> _SET TASK_
From the material below, pull out every line that contains the string "sleeve". Matching is case-sensitive.

Outline annotation records
»»

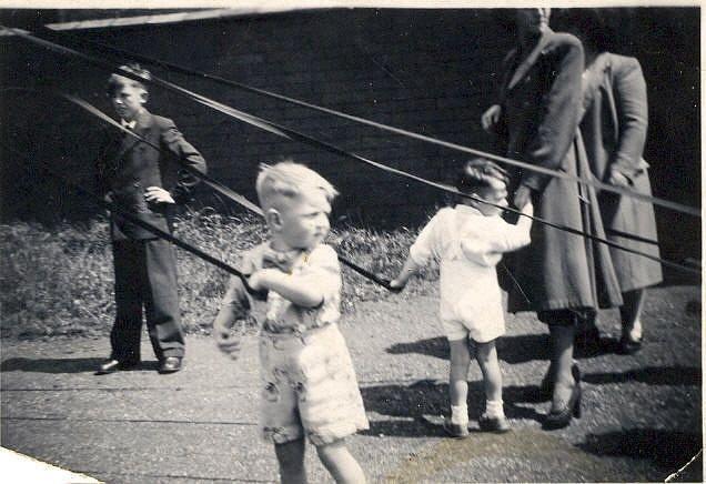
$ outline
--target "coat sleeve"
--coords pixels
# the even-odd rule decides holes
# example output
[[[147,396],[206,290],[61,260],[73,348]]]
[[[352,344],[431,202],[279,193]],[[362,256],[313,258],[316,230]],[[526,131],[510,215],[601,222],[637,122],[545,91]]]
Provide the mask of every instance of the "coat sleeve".
[[[642,160],[647,138],[647,88],[637,59],[616,69],[613,91],[618,117],[618,147],[612,168],[628,179],[646,168]]]
[[[547,67],[547,91],[539,100],[536,133],[530,141],[525,161],[558,170],[578,127],[584,51],[578,39],[563,34],[562,42],[545,58],[551,64]],[[526,171],[521,183],[543,192],[551,179],[551,175]]]
[[[172,152],[180,160],[185,161],[191,168],[206,172],[206,163],[201,153],[189,143],[183,134],[176,129],[176,125],[172,120],[165,119],[165,123],[162,128],[161,141],[163,145]],[[178,182],[174,186],[170,186],[169,190],[172,198],[176,203],[186,202],[193,192],[193,188],[199,183],[199,179],[186,170],[179,170]]]
[[[437,212],[424,229],[422,229],[414,244],[410,248],[410,258],[412,258],[416,265],[424,266],[432,258],[438,256],[437,232],[438,226],[443,225],[441,220],[445,218],[447,210],[448,209],[442,209]]]

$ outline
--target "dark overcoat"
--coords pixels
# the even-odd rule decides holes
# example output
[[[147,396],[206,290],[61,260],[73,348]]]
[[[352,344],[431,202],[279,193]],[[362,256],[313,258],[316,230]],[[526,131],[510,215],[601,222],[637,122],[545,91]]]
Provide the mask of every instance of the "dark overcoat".
[[[130,211],[140,220],[169,232],[168,203],[148,203],[144,191],[149,186],[160,186],[169,191],[176,203],[189,198],[198,180],[180,169],[176,160],[183,160],[192,168],[205,172],[205,161],[181,134],[174,122],[141,111],[137,117],[133,132],[171,155],[124,134],[109,140],[103,148],[105,155],[98,161],[99,184],[102,192],[110,193],[112,201]],[[112,240],[155,239],[152,232],[128,222],[119,213],[111,214]]]
[[[572,175],[589,177],[578,131],[583,48],[578,39],[545,30],[534,47],[506,58],[501,90],[506,155]],[[515,170],[511,189],[532,189],[535,215],[605,238],[595,191],[576,182]],[[605,244],[534,222],[532,243],[508,259],[514,283],[508,310],[615,306],[622,298]]]
[[[631,182],[632,190],[652,195],[649,165],[643,159],[647,137],[647,89],[639,62],[635,58],[604,52],[584,73],[583,85],[581,132],[591,171],[598,180],[607,182],[611,170],[617,170]],[[650,203],[611,192],[601,192],[598,203],[611,241],[659,256],[655,211]],[[662,281],[658,262],[618,249],[611,249],[611,255],[622,291]]]

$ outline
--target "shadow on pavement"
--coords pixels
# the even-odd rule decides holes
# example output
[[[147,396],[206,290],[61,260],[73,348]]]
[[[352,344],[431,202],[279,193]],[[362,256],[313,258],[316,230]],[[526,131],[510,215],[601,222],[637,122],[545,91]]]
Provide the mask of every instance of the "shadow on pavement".
[[[427,437],[444,435],[437,425],[424,422],[426,415],[448,415],[448,384],[433,380],[420,380],[411,385],[380,385],[361,389],[365,410],[381,415],[407,417],[414,421],[371,422],[367,435],[396,435]],[[534,409],[516,405],[520,402],[536,402],[536,386],[505,386],[503,400],[508,419],[541,422],[543,415]],[[477,420],[484,409],[483,382],[468,382],[468,416]]]
[[[696,366],[645,366],[627,372],[588,373],[583,375],[583,381],[595,385],[639,382],[648,385],[700,386],[702,369]]]
[[[702,448],[702,434],[656,428],[629,428],[588,434],[579,448],[598,456],[649,460],[668,474],[688,463]],[[702,461],[694,462],[679,481],[703,482]]]
[[[548,334],[520,334],[516,336],[501,336],[497,340],[497,357],[510,364],[526,363],[534,360],[549,360]],[[619,342],[602,336],[595,344],[576,344],[574,357],[585,360],[616,354]],[[448,360],[448,342],[444,336],[428,337],[412,343],[396,343],[385,350],[391,354],[417,353],[426,356]]]
[[[532,360],[548,360],[548,345],[547,334],[502,336],[497,340],[497,356],[511,364]],[[418,353],[440,360],[448,360],[448,342],[444,336],[428,337],[413,343],[396,343],[385,351],[391,354]]]
[[[0,364],[0,372],[37,372],[37,373],[93,373],[105,359],[68,357],[68,359],[29,359],[11,357]],[[142,362],[131,371],[157,370],[158,362]]]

««

> _THE COMPLETED TASK_
--target "coat sleeve"
Provide the mask of every instance of the "coat sleeve".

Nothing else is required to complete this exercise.